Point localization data
--------------------
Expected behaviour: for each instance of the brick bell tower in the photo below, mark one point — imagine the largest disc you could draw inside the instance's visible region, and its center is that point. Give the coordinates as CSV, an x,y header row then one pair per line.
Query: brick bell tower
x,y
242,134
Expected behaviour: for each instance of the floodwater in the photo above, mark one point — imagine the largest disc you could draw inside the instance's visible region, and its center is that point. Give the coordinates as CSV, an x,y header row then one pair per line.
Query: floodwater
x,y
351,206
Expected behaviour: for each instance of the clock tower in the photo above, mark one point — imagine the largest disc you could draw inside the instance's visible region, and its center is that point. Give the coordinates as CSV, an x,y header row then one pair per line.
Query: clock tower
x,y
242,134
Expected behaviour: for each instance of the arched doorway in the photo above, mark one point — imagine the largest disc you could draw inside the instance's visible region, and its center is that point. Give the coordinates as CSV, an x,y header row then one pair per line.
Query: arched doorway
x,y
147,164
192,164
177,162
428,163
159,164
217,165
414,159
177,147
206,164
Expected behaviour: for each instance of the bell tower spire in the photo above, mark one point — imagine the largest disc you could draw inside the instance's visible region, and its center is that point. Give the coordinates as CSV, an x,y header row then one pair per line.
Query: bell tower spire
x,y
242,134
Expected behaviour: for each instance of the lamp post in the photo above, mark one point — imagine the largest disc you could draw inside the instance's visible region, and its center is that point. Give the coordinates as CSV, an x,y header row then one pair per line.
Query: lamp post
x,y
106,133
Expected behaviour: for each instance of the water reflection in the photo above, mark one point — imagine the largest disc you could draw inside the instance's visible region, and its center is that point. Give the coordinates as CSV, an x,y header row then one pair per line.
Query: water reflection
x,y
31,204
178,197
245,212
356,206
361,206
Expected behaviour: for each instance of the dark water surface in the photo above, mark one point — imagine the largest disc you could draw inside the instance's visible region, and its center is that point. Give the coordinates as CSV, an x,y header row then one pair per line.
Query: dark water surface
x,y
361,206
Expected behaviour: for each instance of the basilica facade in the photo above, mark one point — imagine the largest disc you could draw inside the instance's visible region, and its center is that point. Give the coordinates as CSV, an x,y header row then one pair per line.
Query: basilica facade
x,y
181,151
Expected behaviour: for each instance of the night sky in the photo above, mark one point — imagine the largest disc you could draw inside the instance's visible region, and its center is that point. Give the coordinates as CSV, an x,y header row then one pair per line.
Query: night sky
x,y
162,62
--------------------
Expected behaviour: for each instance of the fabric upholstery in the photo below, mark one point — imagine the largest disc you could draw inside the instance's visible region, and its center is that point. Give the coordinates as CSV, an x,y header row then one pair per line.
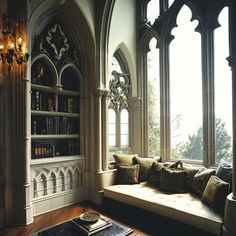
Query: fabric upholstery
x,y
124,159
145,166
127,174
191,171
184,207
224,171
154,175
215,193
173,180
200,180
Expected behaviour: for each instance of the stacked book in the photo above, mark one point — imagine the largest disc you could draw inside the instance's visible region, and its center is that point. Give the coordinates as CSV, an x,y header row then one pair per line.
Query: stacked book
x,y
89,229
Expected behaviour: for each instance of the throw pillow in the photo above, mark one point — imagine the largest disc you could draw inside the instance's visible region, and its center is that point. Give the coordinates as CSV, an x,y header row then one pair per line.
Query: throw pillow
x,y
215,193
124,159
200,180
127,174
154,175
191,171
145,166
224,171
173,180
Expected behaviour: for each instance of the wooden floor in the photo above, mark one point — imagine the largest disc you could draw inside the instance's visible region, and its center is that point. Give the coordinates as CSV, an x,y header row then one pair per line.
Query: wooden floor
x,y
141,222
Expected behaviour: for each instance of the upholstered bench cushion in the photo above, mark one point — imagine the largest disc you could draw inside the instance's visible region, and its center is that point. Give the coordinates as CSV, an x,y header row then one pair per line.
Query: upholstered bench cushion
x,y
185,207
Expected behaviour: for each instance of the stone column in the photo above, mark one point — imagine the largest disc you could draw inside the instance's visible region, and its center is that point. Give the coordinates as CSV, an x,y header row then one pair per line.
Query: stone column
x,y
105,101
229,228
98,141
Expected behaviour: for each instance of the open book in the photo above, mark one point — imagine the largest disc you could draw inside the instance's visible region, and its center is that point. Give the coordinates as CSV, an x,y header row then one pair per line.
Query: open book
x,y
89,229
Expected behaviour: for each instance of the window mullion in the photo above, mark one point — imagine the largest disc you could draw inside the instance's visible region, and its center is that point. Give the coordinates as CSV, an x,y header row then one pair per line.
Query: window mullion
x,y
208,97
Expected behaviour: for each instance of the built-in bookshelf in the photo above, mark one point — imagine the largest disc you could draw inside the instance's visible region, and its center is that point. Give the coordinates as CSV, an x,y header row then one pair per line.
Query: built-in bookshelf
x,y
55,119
--------------------
Your answer should consist of all lines above that include the string "below".

• [ANSWER FOR THE TASK]
Expected behaviour: for each instance of the brick bell tower in the photo below, mark one point — imagine the largest disc you could draw inside the instance's visible region, and its center is that point. Give the coordinates as CSV, an x,y header row then one pair per line.
Expected behaviour: for each instance of the fabric upholstery in the photo below, mark one point — imagine the largest disc you could draw inside the instance's visible region, and its center is that point. Give the coordinates as CSV, an x,y header row then one pair per line.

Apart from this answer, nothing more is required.